[GIVEN TEXT]
Local Government

  • Case ref:
    201502037
  • Date:
    January 2016
  • Body:
    The City of Edinburgh Council
  • Sector:
    Local Government
  • Outcome:
    Some upheld, no recommendations
  • Subject:
    repairs and maintenance

Summary

Mrs C is a tenant of the council. She said that, for two years, there were water leaks from the flat above. She said this caused damage to her property as well as stress and inconvenience to herself. She complained to us that the council had delayed in completing the necessary works. She said that it took too long to find the cause of the water penetration and that, when she complained to the council, there were delays and confusion.

We found that, while the council responded appropriately to the leaks, there had been a delay of a month before necessary electrical safety checks were made. This complaint was, therefore, upheld. It had taken the council some time to find the cause of the water penetration, as there were a number of separate sources. However, we established that this was due to access problems and was outwith the council's control. When Mrs C made her complaint, however, the council did not deal with it in accordance with their stated procedures. All of Mrs C's complaints about the handling of her complaints were upheld.

We found that the council had apologised and taken action to address Mrs C's complaints. Therefore, we made no recommendations.

  • Case ref:
    201406394
  • Date:
    January 2016
  • Body:
    The City of Edinburgh Council
  • Sector:
    Local Government
  • Outcome:
    Not upheld, no recommendations
  • Subject:
    noise pollution

Summary

Mr C complained about the council’s decision to request a church bell's chime to be switched off following noise complaints from neighbouring residents. The council’s noise team investigated the complaints as per their duty under the Environmental Protection Act 1990, and they used World Health Organisation guidelines to establish whether the measured noise levels would cause sleep disturbance. As the recorded noise levels from one of the complainants’ properties exceeded the guideline level, the council deemed the noise to be a nuisance. They asked for the chime to be switched off until a longer-term solution could be identified. Mr C noted the historic nature of the church bell. He considered that the council were inappropriately treating it in the same manner as a malfunctioning car alarm or a late night party.

The council explained how they investigated the noise complaints. They assured us that they had adhered to their statutory and procedural responsibilities. They noted that their public safety team were responsible for maintaining the church bell. Therefore, they had assumed that the team was also responsible for taking action to resolve the noise complaints. The chime was switched off via an informal agreement with the public safety team and the council felt that a longer-term solution could be quickly identified and agreed. However, it was then clarified that the role of the public safety team did not extend to this, and the church owners were responsible. The council told us they were committed to working with the owners to help find an appropriate solution, and they provided evidence of their ongoing involvement in this process.

Apart from the confusion over responsibilities, we concluded that the decision to ask for the chime to be switched off was a discretionary one that the council were entitled to take. We were satisfied that they provided evidence to demonstrate the basis upon which they exercised their professional judgement. As we did not see any evidence of administrative failure on the council’s part, we did not uphold the complaint.

[PROMPT 1]
According to the case summaries, what guidelines did the council's noise team use to judge whether the measured noise levels would disturb sleep?
[PROMPT 2]
Rewrite the stretch of the case summaries from "Apart from the" through "uphold the complaint.", putting "permissible" in place of "discretionary".

[LISTED ENTRIES]
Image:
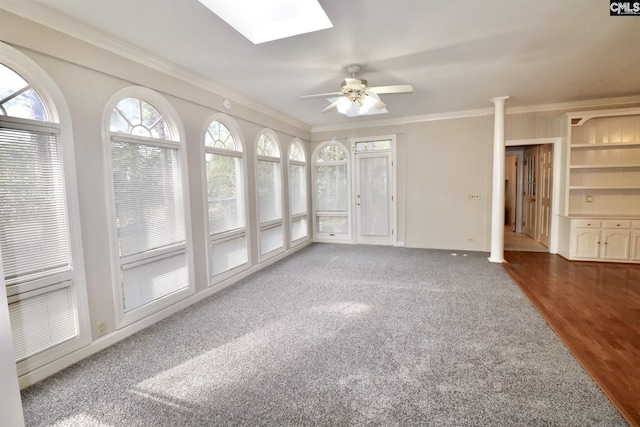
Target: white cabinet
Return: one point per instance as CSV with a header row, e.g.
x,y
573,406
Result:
x,y
595,239
586,239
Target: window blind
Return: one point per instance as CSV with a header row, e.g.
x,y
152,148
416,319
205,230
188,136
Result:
x,y
33,219
150,220
148,196
34,241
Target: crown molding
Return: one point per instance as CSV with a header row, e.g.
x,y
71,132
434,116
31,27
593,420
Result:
x,y
42,15
564,106
576,105
406,120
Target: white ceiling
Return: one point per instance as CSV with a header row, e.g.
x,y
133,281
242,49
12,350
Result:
x,y
457,54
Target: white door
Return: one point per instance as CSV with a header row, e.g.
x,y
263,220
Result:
x,y
529,202
374,198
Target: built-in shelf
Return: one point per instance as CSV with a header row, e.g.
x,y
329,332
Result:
x,y
622,166
606,146
604,187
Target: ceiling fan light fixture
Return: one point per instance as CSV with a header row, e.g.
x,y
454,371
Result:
x,y
261,21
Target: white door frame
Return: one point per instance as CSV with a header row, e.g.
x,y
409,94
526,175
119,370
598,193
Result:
x,y
392,241
558,157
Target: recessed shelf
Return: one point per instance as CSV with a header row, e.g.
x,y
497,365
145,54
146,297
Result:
x,y
606,146
622,166
604,187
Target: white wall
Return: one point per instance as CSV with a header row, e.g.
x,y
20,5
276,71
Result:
x,y
87,77
439,163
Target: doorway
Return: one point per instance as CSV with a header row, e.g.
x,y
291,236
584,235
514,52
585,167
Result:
x,y
374,189
528,197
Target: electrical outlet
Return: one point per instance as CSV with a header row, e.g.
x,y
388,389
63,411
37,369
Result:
x,y
101,328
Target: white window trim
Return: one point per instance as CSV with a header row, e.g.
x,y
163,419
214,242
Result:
x,y
300,215
236,132
272,223
60,117
172,118
327,237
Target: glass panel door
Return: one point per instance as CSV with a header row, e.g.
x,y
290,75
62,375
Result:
x,y
373,198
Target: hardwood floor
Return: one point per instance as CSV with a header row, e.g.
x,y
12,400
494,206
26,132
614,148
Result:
x,y
595,309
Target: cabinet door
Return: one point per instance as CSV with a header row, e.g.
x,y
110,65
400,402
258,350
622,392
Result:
x,y
615,244
586,243
635,245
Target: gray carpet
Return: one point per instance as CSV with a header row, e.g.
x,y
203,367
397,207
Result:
x,y
338,335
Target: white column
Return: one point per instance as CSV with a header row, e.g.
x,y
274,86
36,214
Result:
x,y
497,194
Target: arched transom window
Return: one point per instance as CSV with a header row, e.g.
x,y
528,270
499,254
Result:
x,y
148,191
39,262
331,191
225,199
298,191
269,193
18,98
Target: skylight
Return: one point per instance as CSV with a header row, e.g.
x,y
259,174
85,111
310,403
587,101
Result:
x,y
266,20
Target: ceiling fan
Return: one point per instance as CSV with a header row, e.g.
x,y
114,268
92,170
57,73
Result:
x,y
356,98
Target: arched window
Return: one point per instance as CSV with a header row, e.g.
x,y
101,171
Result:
x,y
226,208
39,230
298,192
269,185
331,192
149,204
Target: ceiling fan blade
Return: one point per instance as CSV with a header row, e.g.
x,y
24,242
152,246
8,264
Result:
x,y
378,104
392,89
321,95
332,106
353,83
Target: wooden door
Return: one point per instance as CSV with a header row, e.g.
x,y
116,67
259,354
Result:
x,y
529,211
546,184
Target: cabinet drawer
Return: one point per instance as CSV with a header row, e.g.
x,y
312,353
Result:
x,y
586,223
612,223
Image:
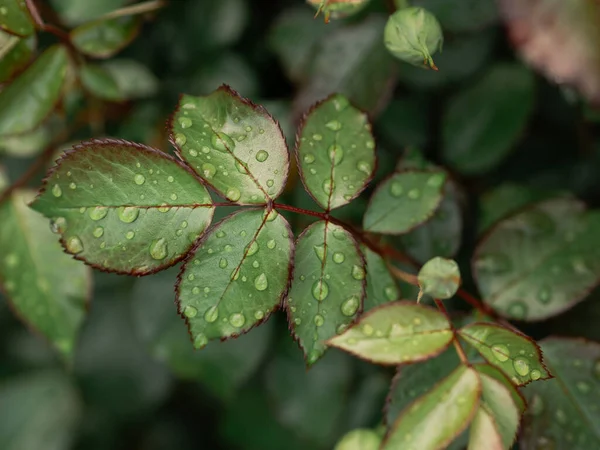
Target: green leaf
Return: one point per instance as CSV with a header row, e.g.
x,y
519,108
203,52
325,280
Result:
x,y
335,152
328,287
541,261
404,201
400,332
441,235
440,278
455,399
352,61
497,421
33,272
236,276
313,402
15,18
99,82
517,355
38,410
563,412
124,207
381,285
28,100
15,54
360,439
133,79
222,367
234,145
105,37
482,123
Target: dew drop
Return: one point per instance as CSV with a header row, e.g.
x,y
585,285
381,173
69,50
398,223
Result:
x,y
222,142
396,189
233,194
190,311
320,290
501,352
358,273
336,154
128,214
350,306
521,366
74,245
159,249
212,314
56,190
338,257
261,156
237,320
260,282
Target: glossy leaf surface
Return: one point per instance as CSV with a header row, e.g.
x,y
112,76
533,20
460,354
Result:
x,y
335,152
32,273
106,37
539,262
404,201
563,412
236,276
328,287
124,207
236,146
517,355
437,418
396,333
28,100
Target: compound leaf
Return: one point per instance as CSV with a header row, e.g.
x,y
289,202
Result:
x,y
540,261
124,207
336,152
328,286
404,201
455,399
396,333
517,355
236,276
47,289
106,37
234,145
28,100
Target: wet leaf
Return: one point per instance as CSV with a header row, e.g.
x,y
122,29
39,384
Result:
x,y
236,276
124,207
455,399
15,18
352,61
336,152
482,123
404,201
558,38
28,100
517,355
105,37
563,412
32,273
234,145
222,367
15,54
328,287
540,261
100,83
381,285
359,439
396,333
439,278
38,410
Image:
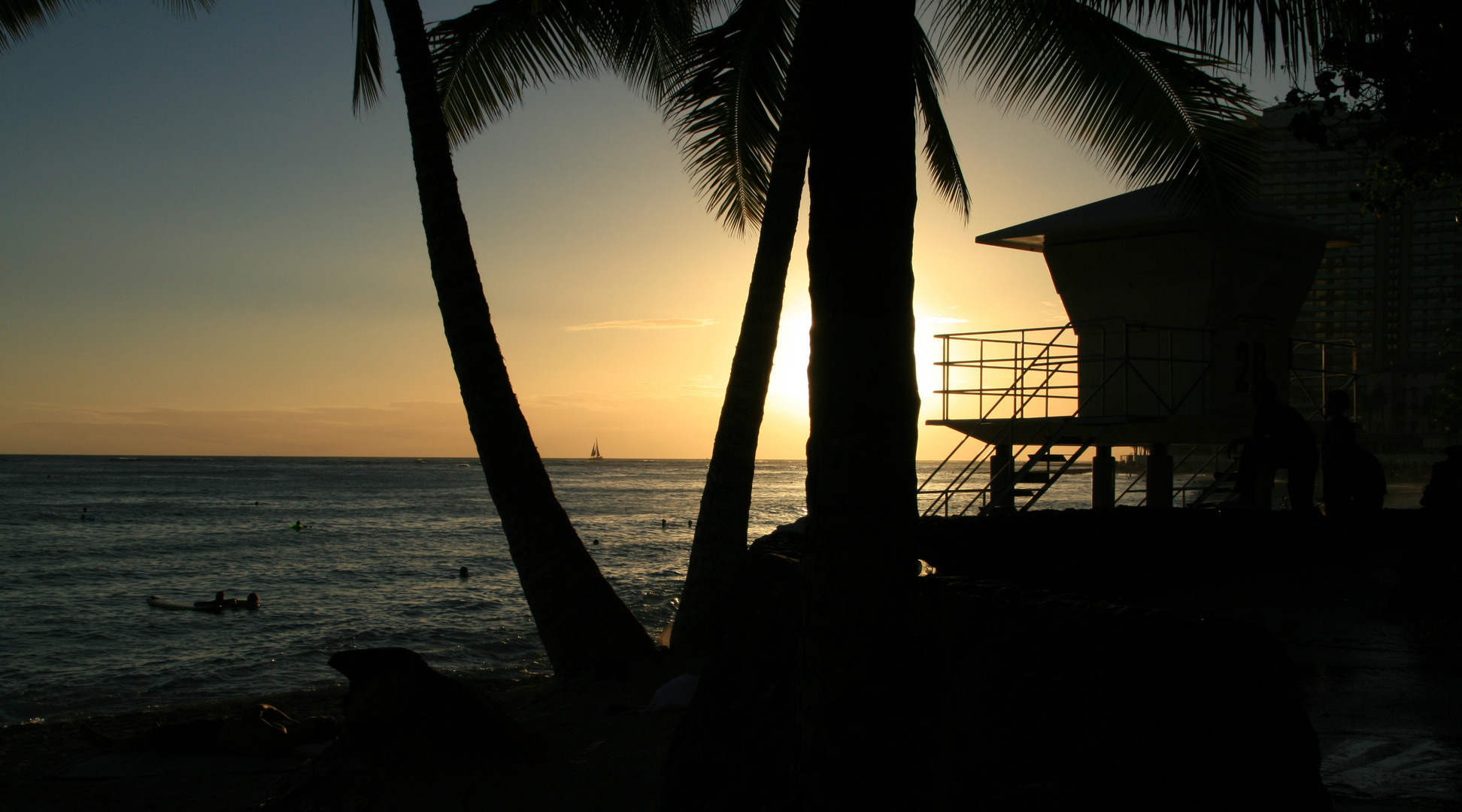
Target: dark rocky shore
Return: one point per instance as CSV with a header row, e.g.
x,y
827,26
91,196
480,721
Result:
x,y
1060,660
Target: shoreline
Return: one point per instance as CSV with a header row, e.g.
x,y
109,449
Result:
x,y
26,745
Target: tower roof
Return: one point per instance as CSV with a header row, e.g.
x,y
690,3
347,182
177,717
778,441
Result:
x,y
1141,212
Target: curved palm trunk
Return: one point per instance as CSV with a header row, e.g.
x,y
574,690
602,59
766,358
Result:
x,y
859,561
584,626
720,542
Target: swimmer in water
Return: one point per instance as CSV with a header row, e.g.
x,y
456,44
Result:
x,y
218,604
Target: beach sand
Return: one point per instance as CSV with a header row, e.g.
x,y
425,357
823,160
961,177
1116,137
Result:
x,y
601,756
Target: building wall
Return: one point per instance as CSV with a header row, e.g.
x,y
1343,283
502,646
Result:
x,y
1394,295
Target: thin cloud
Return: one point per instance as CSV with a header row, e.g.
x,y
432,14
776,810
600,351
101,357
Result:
x,y
645,325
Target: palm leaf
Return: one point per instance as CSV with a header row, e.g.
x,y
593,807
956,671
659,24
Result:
x,y
367,56
727,105
645,41
939,147
1284,31
23,18
487,57
1147,108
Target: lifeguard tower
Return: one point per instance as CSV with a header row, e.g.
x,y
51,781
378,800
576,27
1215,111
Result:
x,y
1173,320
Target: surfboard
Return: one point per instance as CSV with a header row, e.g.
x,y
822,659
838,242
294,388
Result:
x,y
161,604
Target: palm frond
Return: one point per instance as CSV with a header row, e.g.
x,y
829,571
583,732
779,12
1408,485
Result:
x,y
1149,110
727,105
367,57
487,57
939,147
186,9
1282,31
645,41
23,18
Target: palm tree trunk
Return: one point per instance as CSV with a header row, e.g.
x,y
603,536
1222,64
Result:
x,y
584,624
720,542
859,561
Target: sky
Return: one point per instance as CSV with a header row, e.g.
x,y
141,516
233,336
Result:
x,y
205,253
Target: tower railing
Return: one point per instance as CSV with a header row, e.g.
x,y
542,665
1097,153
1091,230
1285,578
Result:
x,y
1101,368
1321,367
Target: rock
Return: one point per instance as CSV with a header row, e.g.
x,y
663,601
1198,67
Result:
x,y
398,700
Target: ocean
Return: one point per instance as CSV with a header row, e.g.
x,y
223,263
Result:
x,y
85,541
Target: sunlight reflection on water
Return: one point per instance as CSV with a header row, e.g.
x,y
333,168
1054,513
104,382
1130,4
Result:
x,y
379,567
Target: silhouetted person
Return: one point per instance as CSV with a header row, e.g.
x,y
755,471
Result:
x,y
1281,438
1369,486
1443,492
220,602
1339,456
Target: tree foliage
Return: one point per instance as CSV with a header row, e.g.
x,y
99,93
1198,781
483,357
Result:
x,y
1385,88
23,18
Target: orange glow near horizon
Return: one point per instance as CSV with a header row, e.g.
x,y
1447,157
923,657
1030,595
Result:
x,y
217,259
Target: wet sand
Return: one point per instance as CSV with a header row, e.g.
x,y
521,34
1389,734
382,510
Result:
x,y
1382,688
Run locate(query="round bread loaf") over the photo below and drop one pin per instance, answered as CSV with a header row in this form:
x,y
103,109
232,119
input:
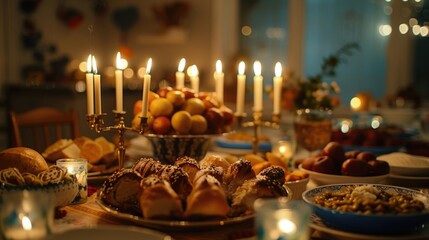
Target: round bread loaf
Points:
x,y
26,160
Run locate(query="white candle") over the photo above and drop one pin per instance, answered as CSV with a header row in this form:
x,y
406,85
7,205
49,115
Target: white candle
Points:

[FULL RESPONSE 1]
World Health Organisation guidelines.

[FULL RESPONSE 2]
Apart from the confusion over responsibilities, we concluded that the decision to ask for the chime to be switched off was a permissible one that the council were entitled to take. We were satisfied that they provided evidence to demonstrate the basis upon which they exercised their professional judgement. As we did not see any evidence of administrative failure on the council’s part, we did not uphold the complaint.